start Dataset entries
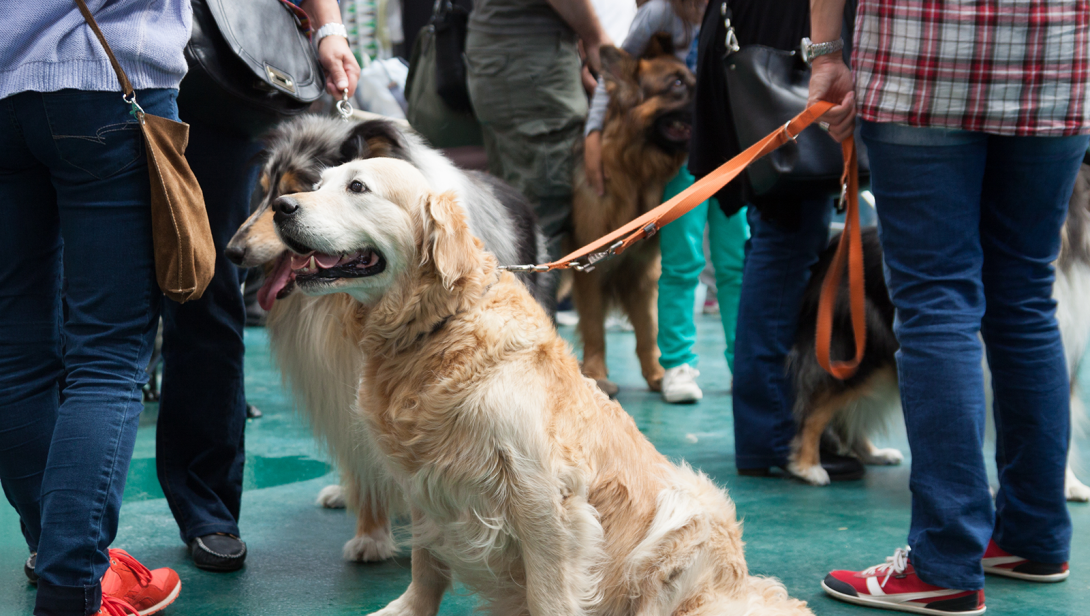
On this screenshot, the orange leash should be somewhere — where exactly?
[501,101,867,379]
end Dataset entries
start Dataset entries
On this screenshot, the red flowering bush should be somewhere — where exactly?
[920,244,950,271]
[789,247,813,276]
end Dataset entries
[Direction]:
Pull out every line above that contains the string "where". Case counts.

[Task response]:
On this screenshot, the orange leash should be somewhere — where exactly?
On this screenshot, the red flowering bush should be somewhere — where exactly?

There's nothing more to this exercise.